INPUT FOR THIS TASK
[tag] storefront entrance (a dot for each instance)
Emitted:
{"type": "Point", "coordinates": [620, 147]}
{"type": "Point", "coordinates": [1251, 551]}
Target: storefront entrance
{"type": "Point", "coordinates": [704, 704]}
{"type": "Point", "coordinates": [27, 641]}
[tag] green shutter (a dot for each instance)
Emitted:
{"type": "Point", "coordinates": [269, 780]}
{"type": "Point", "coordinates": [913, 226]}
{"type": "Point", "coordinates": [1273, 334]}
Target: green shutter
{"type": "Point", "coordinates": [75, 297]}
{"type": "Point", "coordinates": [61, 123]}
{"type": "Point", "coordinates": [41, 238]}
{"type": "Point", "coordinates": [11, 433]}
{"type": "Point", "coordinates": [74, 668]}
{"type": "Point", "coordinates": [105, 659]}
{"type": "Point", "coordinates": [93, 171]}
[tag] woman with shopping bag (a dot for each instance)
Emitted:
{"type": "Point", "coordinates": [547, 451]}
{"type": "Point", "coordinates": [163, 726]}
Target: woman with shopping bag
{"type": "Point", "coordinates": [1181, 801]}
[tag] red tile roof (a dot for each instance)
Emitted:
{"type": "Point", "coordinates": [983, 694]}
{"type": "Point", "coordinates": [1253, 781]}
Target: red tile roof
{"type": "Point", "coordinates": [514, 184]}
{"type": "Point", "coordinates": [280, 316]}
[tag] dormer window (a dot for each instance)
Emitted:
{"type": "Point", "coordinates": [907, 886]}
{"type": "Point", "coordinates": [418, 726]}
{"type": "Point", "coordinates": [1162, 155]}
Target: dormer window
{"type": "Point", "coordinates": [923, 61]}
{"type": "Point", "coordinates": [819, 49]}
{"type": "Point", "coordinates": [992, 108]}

INSTRUCTIONS TO FOLLOW
Write out the lines above again exactly, from start to finish.

OUTPUT FOR THIS EXERCISE
[tag] storefront entrance (a dot for each instance)
Emitted:
{"type": "Point", "coordinates": [620, 147]}
{"type": "Point", "coordinates": [1251, 551]}
Target: storefront entrance
{"type": "Point", "coordinates": [704, 704]}
{"type": "Point", "coordinates": [27, 641]}
[tag] green shutter (a dot for each instance)
Emitted:
{"type": "Point", "coordinates": [269, 780]}
{"type": "Point", "coordinates": [913, 226]}
{"type": "Point", "coordinates": [1273, 334]}
Target: green shutter
{"type": "Point", "coordinates": [75, 297]}
{"type": "Point", "coordinates": [61, 123]}
{"type": "Point", "coordinates": [41, 238]}
{"type": "Point", "coordinates": [11, 433]}
{"type": "Point", "coordinates": [74, 668]}
{"type": "Point", "coordinates": [105, 659]}
{"type": "Point", "coordinates": [93, 171]}
[tag] woman with shopping bag (a dot for each instance)
Emitted:
{"type": "Point", "coordinates": [547, 451]}
{"type": "Point", "coordinates": [163, 726]}
Target: woman with shopping bag
{"type": "Point", "coordinates": [1181, 801]}
[tag] red tile roof (a dot for each instance)
Emitted:
{"type": "Point", "coordinates": [983, 694]}
{"type": "Point", "coordinates": [1253, 781]}
Target: red tile roof
{"type": "Point", "coordinates": [514, 184]}
{"type": "Point", "coordinates": [280, 316]}
[tag] dormer window (a dot for each instance)
Emitted:
{"type": "Point", "coordinates": [907, 886]}
{"type": "Point", "coordinates": [418, 726]}
{"type": "Point", "coordinates": [1162, 155]}
Target: dormer window
{"type": "Point", "coordinates": [923, 61]}
{"type": "Point", "coordinates": [819, 49]}
{"type": "Point", "coordinates": [992, 108]}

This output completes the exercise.